▶ Exercise directions: Copy every line of the rows from the line that contains "electric range, giving" through the end of the rows, keeping all lines in that span, and shift each answer coordinate up by 16. Change no other numbers.

▶ Rows from a pointing dataset:
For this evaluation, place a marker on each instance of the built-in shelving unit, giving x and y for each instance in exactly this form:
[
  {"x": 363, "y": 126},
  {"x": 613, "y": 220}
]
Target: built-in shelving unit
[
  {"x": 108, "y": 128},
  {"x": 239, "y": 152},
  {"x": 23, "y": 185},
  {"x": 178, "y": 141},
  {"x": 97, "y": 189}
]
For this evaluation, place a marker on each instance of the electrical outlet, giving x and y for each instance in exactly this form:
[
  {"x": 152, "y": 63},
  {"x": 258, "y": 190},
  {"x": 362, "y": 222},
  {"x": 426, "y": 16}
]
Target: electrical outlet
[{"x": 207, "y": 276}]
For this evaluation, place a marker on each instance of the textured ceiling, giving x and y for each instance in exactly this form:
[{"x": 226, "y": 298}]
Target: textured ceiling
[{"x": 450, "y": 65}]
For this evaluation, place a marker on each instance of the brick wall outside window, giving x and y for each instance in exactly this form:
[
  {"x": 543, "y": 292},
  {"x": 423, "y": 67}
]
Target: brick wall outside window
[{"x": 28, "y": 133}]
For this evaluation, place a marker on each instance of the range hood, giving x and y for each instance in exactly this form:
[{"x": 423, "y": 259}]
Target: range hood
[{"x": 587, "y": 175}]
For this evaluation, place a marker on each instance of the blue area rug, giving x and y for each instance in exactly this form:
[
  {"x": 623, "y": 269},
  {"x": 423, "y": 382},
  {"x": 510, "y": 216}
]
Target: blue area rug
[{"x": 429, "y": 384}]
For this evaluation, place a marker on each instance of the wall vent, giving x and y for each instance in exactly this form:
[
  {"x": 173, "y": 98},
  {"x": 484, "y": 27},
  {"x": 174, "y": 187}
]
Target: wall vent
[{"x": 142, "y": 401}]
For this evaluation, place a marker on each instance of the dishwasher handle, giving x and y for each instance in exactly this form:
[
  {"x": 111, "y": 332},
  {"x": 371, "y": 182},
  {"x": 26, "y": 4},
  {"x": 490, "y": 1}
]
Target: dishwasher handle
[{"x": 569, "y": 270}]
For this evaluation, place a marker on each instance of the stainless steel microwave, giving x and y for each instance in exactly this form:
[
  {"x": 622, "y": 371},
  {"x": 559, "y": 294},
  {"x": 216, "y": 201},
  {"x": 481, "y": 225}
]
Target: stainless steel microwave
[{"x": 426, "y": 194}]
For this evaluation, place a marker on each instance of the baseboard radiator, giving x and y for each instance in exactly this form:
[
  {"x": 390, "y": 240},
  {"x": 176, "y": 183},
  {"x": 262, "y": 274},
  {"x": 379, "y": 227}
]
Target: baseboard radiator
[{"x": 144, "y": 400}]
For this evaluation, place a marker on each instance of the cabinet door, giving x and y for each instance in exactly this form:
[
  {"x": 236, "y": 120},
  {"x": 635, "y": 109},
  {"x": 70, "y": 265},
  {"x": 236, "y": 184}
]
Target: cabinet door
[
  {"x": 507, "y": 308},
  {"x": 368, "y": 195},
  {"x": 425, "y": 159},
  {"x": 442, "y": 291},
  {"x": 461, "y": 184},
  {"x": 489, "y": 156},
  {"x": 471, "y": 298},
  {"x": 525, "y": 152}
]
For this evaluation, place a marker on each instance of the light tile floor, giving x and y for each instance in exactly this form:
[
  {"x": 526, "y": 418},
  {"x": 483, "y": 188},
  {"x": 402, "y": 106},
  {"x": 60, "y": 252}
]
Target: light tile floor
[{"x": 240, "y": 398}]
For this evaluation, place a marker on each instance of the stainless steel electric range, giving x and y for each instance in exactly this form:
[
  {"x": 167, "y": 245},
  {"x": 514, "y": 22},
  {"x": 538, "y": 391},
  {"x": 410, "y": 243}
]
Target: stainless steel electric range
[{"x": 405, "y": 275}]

▶ Task output:
For this evaluation, place a marker on each instance of the stainless steel electric range, giving x and y for each instance in exactly this form:
[
  {"x": 167, "y": 245},
  {"x": 514, "y": 22},
  {"x": 538, "y": 391},
  {"x": 410, "y": 243}
]
Target: stainless steel electric range
[{"x": 421, "y": 291}]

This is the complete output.